§ **TEXT PASSAGE**:
::::
Meta Contractors Posed as Teens Testing Rival Chatbots
Original: Meta Contractors Posed as Teens to Prompt Rival Chatbots About Suicide, Sex, and Drugs
Why This Matters
Reveals covert competitor surveillance methods in AI safety testing and raises questions about industry transparency and ethical boundaries.
Meta contractors posing as minors tested OpenAI's ChatGPT, Google's Gemini, and Character.AI with prompts on suicide, sex, drugs, and eating disorders. Over 45,000 prompts were run in August 2025 without the companies' knowledge.
Hundreds of contractors working for Meta, managed by contractor firm Covalen, were instructed to create dummy under-18 accounts and probe how competitor chatbots responded to high-risk prompts, according to internal documents reviewed by WIRED. The project, known internally as Cannes, was active until at least April 21, 2026. Contractors sent written prompts and images—including pills, knives, nooses, and gynecological diagrams—to ChatGPT, Gemini, and Character.AI, recording responses in spreadsheets. A single testing round in August 2025 generated 45,000+ prompts. A spreadsheet of 3,748 prompts showed hundreds focused on suicide and self-harm, hundreds on eating disorders, and 239 involving sex. Prompts included scenarios like a 13-year-old seeking abortion pills and a child asking how to hide bulimia. Many were multilingual; one French prompt referenced the suicide of Jamey Rodemeyer. The targeted companies were unaware of the testing. Meta characterized the effort as routine safety benchmarking, describing it as standard industry practice for ensuring age-appropriate experiences.
::::
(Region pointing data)
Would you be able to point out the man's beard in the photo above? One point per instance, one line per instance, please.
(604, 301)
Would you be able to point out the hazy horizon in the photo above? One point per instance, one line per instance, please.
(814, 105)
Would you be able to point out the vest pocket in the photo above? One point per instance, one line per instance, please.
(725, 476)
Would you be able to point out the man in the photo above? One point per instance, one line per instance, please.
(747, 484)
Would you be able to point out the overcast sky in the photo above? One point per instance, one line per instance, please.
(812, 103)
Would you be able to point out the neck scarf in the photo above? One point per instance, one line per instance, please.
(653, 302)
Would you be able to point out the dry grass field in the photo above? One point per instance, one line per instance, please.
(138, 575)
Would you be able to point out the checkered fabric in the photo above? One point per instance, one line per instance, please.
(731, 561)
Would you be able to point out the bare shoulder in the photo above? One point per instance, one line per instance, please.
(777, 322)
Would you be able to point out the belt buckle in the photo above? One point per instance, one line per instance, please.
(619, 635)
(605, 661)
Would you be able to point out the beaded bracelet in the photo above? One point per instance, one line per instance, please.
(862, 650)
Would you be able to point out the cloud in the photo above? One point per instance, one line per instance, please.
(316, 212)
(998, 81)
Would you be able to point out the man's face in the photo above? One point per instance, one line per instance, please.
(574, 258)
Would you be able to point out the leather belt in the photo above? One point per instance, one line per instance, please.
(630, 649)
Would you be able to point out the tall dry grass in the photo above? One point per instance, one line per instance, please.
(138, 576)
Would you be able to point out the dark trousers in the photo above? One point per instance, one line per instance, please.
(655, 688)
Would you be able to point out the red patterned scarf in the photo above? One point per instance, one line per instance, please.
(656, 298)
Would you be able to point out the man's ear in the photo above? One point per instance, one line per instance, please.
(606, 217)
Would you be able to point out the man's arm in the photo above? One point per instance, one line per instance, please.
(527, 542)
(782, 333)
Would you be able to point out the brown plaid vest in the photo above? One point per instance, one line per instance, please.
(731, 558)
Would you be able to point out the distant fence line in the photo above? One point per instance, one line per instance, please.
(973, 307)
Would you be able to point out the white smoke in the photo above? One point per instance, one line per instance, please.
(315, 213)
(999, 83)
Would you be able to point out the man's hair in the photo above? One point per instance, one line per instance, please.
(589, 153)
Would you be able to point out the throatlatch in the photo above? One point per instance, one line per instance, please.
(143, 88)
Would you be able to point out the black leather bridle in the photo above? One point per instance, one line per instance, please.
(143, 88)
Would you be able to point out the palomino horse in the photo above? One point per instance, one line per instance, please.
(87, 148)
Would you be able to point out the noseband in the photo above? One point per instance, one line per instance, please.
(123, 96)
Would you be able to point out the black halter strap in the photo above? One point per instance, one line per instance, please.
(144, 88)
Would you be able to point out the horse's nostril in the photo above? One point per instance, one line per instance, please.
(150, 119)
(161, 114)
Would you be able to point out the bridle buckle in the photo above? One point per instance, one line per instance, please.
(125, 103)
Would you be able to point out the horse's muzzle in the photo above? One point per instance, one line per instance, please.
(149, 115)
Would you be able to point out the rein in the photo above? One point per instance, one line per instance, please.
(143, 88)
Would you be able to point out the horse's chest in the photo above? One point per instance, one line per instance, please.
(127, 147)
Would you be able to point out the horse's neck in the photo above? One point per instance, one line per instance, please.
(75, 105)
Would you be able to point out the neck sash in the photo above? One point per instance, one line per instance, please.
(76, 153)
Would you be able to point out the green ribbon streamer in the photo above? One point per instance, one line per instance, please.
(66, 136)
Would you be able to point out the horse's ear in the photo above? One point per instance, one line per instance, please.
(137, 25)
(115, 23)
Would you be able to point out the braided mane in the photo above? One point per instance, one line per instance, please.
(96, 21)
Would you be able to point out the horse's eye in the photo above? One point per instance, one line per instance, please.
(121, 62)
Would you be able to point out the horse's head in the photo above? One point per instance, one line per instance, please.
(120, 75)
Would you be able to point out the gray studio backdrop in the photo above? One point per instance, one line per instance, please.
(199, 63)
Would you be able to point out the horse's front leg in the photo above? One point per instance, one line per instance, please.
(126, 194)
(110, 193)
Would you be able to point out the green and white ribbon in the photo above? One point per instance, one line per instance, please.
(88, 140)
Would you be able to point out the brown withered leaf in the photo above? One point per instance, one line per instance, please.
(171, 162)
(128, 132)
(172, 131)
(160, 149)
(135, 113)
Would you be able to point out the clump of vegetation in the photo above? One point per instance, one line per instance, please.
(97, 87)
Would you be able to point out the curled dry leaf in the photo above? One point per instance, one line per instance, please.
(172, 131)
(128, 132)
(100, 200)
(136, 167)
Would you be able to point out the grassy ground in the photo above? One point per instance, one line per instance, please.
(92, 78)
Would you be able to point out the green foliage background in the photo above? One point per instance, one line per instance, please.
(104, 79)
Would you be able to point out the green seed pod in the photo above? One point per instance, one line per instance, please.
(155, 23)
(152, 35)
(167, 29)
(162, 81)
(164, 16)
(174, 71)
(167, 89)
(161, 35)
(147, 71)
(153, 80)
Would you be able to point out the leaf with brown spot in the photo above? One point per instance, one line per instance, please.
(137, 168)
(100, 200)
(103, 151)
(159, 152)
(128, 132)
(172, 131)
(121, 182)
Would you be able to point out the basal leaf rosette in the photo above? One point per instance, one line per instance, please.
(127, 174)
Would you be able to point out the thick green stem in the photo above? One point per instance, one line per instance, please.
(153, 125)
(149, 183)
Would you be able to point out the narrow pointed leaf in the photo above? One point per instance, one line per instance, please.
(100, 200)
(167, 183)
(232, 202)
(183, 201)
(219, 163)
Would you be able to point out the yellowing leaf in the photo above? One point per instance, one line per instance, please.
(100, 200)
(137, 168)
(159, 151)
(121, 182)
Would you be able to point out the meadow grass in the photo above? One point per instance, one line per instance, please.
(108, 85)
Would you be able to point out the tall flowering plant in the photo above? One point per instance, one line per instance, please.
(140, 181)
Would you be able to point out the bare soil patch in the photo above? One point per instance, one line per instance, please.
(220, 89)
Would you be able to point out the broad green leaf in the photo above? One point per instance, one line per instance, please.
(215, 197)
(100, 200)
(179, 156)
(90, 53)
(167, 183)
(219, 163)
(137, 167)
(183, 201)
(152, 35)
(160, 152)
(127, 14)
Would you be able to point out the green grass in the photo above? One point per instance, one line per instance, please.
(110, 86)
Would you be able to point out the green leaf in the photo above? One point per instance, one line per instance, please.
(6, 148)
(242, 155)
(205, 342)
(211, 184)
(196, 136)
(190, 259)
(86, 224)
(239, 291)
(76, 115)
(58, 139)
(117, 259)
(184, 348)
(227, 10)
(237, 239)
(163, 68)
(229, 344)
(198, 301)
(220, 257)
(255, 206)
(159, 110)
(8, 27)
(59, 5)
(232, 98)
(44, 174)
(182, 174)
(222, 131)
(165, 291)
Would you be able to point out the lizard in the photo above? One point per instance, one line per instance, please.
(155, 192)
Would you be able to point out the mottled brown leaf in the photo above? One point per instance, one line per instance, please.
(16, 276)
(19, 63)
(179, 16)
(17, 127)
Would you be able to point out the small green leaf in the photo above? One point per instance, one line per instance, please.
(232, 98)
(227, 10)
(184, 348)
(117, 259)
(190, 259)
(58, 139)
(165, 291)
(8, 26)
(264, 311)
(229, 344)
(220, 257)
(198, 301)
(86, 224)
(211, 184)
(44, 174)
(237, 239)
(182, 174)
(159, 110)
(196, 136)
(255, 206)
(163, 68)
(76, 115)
::::
§ **TASKS TO PERFORM**:
1. According to the Meta contractors article, which contractor firm managed the contractors working for Meta?
2. Rewrite the part of the Meta contractors article that begins at the words "Meta Contractors Posed as Teens Testing" and stops after "and ethical boundaries.", replacing "Rival Chatbots" with "Competing Chatbots".

§ **SOLUTIONS PER TASK**:
1. Covalen managed them.

2.
Meta Contractors Posed as Teens Testing Competing Chatbots
Original: Meta Contractors Posed as Teens to Prompt Competing Chatbots About Suicide, Sex, and Drugs
Why This Matters
Reveals covert competitor surveillance methods in AI safety testing and raises questions about industry transparency and ethical boundaries.